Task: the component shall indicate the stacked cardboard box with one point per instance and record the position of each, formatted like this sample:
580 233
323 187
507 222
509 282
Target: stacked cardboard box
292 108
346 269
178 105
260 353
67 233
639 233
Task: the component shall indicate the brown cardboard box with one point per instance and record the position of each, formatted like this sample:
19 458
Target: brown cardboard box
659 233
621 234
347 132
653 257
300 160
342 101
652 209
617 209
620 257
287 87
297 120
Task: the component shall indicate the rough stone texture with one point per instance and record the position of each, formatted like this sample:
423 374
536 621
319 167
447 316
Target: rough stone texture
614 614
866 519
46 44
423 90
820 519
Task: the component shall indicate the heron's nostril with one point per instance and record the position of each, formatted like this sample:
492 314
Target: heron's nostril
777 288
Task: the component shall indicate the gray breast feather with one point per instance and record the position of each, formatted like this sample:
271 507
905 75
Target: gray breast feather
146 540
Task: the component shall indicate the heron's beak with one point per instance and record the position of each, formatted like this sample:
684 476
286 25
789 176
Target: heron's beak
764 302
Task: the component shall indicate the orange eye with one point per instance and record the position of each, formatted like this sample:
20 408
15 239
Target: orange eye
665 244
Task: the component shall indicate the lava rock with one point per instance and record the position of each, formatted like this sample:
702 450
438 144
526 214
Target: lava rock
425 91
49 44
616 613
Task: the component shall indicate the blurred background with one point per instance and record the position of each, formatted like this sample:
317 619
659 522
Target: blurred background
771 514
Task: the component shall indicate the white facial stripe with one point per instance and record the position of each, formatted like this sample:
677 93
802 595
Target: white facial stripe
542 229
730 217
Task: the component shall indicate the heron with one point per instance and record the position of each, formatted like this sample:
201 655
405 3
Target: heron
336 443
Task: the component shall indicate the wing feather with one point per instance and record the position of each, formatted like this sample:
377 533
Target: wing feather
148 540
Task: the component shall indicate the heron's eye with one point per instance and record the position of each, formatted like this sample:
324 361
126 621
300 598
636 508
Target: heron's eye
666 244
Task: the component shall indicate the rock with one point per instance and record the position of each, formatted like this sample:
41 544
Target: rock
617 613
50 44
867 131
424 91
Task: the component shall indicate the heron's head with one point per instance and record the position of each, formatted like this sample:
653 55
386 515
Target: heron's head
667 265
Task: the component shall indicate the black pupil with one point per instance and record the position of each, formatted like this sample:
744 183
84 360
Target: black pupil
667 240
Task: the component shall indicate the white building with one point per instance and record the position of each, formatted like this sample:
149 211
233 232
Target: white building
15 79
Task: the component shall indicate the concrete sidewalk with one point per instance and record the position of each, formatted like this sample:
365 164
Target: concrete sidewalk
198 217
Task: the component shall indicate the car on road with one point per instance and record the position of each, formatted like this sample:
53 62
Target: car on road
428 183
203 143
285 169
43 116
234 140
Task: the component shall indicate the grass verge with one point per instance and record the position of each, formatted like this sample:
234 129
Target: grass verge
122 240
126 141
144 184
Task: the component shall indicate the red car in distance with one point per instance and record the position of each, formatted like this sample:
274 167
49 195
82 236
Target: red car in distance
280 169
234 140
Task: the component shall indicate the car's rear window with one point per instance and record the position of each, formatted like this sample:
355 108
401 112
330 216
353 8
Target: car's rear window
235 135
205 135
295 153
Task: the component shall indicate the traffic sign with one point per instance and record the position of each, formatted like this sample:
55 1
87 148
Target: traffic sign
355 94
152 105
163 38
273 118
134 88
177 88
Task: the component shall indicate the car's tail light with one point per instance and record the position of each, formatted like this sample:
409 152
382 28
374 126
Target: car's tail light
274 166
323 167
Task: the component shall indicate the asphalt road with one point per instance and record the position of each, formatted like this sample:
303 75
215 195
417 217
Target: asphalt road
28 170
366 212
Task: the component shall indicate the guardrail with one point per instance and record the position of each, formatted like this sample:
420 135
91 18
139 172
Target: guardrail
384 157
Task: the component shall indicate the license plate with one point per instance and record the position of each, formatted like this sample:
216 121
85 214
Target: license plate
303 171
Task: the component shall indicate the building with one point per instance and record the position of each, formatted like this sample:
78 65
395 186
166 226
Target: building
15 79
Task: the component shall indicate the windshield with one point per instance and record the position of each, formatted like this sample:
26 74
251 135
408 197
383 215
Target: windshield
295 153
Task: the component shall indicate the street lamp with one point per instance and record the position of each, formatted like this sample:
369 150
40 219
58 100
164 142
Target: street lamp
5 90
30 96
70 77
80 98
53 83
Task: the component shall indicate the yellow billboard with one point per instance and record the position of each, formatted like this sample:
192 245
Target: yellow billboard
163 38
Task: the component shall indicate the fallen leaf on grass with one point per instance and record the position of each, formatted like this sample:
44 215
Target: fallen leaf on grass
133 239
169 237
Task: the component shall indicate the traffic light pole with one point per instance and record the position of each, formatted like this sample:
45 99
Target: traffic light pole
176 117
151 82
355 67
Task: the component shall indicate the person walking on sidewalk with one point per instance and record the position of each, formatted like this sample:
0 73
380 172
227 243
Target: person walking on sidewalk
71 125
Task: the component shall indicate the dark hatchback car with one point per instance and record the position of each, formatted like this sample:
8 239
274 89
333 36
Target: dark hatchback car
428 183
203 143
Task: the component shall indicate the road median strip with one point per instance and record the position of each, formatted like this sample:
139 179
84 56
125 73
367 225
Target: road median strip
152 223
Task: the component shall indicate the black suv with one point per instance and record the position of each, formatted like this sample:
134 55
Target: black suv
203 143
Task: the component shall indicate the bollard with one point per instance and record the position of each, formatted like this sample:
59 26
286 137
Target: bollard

□ □ □ □

Objective: Only the lines from the one containing "Task: the component shall indicate the road" through the end of the entries above belong in the answer; repeat them exactly.

Completed exercise:
Task: the component shall indicate the road median strip with one point per instance and record the position of each, formatted like this sample:
139 179
84 56
125 73
367 225
Target: road median strip
152 223
Task: the component shall indicate the black suv with one point per instance and record the position of each, formatted like this sample:
134 55
Target: black suv
203 143
Task: the component shall indicate the bollard with one point per instance and record the position of each, formatted like this sample:
59 26
286 137
Target: bollard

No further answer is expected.